Picture annotation records:
'''

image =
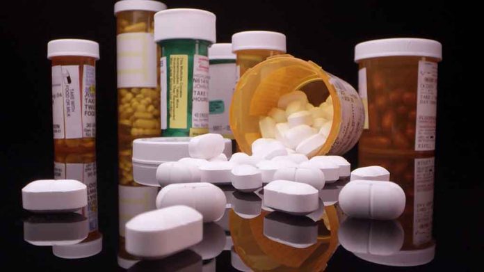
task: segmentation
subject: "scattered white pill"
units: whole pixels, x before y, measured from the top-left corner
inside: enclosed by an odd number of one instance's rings
[[[141,257],[162,257],[202,241],[202,216],[187,206],[147,211],[126,223],[126,251]]]
[[[325,182],[333,183],[339,179],[339,166],[331,161],[311,161],[299,163],[300,168],[316,168],[324,173]]]
[[[264,218],[264,236],[296,248],[306,248],[318,241],[318,224],[305,216],[273,211]]]
[[[201,173],[193,164],[180,161],[168,161],[160,164],[156,168],[156,180],[161,186],[174,183],[197,182]]]
[[[318,190],[304,183],[277,179],[264,187],[264,204],[292,214],[307,214],[318,209]]]
[[[280,109],[286,109],[289,103],[293,101],[301,101],[305,104],[307,103],[307,96],[304,92],[300,90],[295,90],[293,92],[288,93],[281,95],[281,97],[279,97],[279,101],[277,101],[277,107]]]
[[[390,180],[390,173],[381,166],[367,166],[356,168],[351,172],[350,180],[366,179],[381,180],[387,182]]]
[[[213,184],[229,184],[234,163],[230,161],[209,161],[200,166],[200,182]]]
[[[351,174],[351,164],[341,156],[316,156],[311,161],[331,161],[339,167],[339,177],[349,177]]]
[[[267,115],[271,117],[276,123],[281,123],[287,121],[286,111],[278,108],[272,108]]]
[[[291,127],[284,135],[286,145],[289,148],[296,148],[302,141],[316,134],[316,131],[312,127],[307,125],[300,125]]]
[[[88,191],[74,179],[39,179],[22,188],[22,202],[33,212],[74,211],[88,205]]]
[[[403,228],[398,221],[348,218],[339,226],[338,240],[355,253],[387,256],[401,249]]]
[[[317,133],[300,142],[296,147],[296,152],[307,157],[312,157],[318,154],[325,143],[326,137]]]
[[[204,222],[213,222],[222,218],[227,199],[223,191],[207,182],[170,184],[161,189],[156,196],[156,208],[186,205],[203,216]]]
[[[354,180],[339,193],[339,207],[348,216],[392,220],[405,209],[403,190],[392,182]]]
[[[234,188],[242,192],[253,192],[262,186],[260,170],[248,164],[234,166],[231,179]]]
[[[188,153],[192,158],[210,159],[220,155],[225,147],[222,135],[209,133],[192,138],[188,143]]]
[[[324,174],[316,168],[282,168],[274,173],[273,179],[305,183],[321,190],[324,187]]]

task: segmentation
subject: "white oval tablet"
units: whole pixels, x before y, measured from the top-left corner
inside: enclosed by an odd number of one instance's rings
[[[210,159],[220,155],[224,148],[222,135],[213,133],[193,137],[188,143],[188,153],[192,158]]]
[[[252,192],[262,186],[261,171],[248,164],[234,166],[231,179],[234,188],[243,192]]]
[[[350,180],[366,179],[381,180],[387,182],[390,180],[390,173],[381,166],[367,166],[356,168],[351,172]]]
[[[202,241],[202,216],[187,206],[171,206],[138,214],[126,223],[126,251],[161,257]]]
[[[156,196],[156,208],[186,205],[202,214],[204,222],[222,218],[226,204],[223,191],[207,182],[170,184],[161,189]]]
[[[339,207],[348,216],[392,220],[405,209],[405,192],[392,182],[354,180],[339,193]]]
[[[325,183],[333,183],[339,179],[339,166],[330,161],[309,161],[299,163],[300,168],[316,168],[324,173]]]
[[[288,214],[310,214],[318,209],[318,190],[304,183],[275,180],[264,187],[264,204]]]
[[[39,179],[22,188],[22,202],[33,212],[74,211],[88,205],[88,190],[74,179]]]
[[[330,161],[339,167],[339,177],[349,177],[351,174],[351,165],[346,159],[341,156],[316,156],[309,161]]]
[[[338,240],[347,250],[387,256],[402,248],[403,228],[398,221],[348,218],[339,226]]]

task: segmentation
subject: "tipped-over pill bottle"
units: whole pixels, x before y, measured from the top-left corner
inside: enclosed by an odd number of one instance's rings
[[[233,139],[229,125],[229,109],[236,81],[235,54],[232,44],[216,43],[209,48],[210,91],[209,131]]]
[[[442,58],[442,45],[432,40],[393,38],[356,45],[359,92],[367,117],[360,152],[434,152]]]
[[[78,39],[47,44],[52,63],[52,121],[56,152],[95,148],[97,42]]]
[[[232,51],[237,56],[237,79],[267,58],[286,53],[286,35],[278,32],[239,32],[232,40]]]
[[[209,131],[209,47],[216,42],[216,16],[175,8],[154,15],[161,48],[161,131],[194,136]]]
[[[288,124],[291,122],[290,111],[296,115],[306,114],[309,125]],[[268,116],[278,112],[274,118]],[[341,155],[358,141],[364,110],[358,93],[344,80],[312,61],[278,55],[241,77],[234,92],[229,119],[235,139],[245,153],[251,154],[252,143],[264,137],[275,138],[298,152],[302,145],[302,153],[308,157]],[[281,137],[274,137],[273,131],[280,126],[287,129],[281,131]],[[273,135],[263,136],[263,127]]]
[[[166,6],[122,0],[114,5],[118,63],[118,147],[120,183],[133,182],[133,140],[160,136],[159,49],[153,16]]]

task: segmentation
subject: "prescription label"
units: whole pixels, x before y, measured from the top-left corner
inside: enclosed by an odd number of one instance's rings
[[[116,36],[118,88],[156,87],[156,45],[150,33]]]
[[[416,159],[414,168],[414,245],[432,239],[435,158]]]
[[[52,67],[54,138],[72,139],[96,136],[95,68],[83,65]]]
[[[419,61],[415,120],[415,150],[417,151],[435,150],[437,72],[437,63]]]
[[[358,71],[358,93],[362,98],[364,107],[364,125],[363,128],[368,129],[369,127],[368,118],[368,89],[366,87],[366,68],[362,68]]]
[[[209,127],[209,57],[193,55],[191,127],[204,128],[205,132]]]

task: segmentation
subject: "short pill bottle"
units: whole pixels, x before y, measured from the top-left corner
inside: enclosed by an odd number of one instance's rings
[[[119,179],[133,181],[133,140],[160,131],[159,49],[153,37],[153,16],[166,6],[156,1],[122,0],[116,16],[118,148]]]
[[[433,154],[435,149],[435,40],[392,38],[360,43],[355,61],[366,118],[360,152]]]
[[[209,131],[209,47],[216,42],[216,16],[191,8],[154,15],[154,40],[161,48],[163,136]]]
[[[57,152],[95,148],[97,42],[78,39],[47,44],[52,63],[52,121]]]
[[[232,43],[237,56],[237,79],[267,58],[286,53],[286,35],[278,32],[239,32],[232,35]]]
[[[321,105],[331,97],[332,120],[325,141],[309,157],[342,155],[358,141],[364,122],[363,103],[356,90],[312,61],[291,55],[269,57],[248,70],[234,92],[230,127],[241,150],[251,154],[251,145],[261,138],[261,118],[268,115],[287,93],[301,90],[309,104]]]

'''

Report every line of the records above that contains the string "bottle", matching its case exactly.

subject: "tipped-over pill bottle"
subject: "short pill bottle"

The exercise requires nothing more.